Task prompt: Reproduce each of the following lines without any change.

Available data:

+---+

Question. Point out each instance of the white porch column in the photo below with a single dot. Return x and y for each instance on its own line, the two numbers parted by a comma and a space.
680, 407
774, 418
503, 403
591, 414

+---+

Answer to the task:
Question. Point out each instance of the white porch column in the photo below with a single dot. Return x and y for each instance on its own line, the two numbers parted by a comma and a space.
680, 407
774, 418
503, 403
591, 414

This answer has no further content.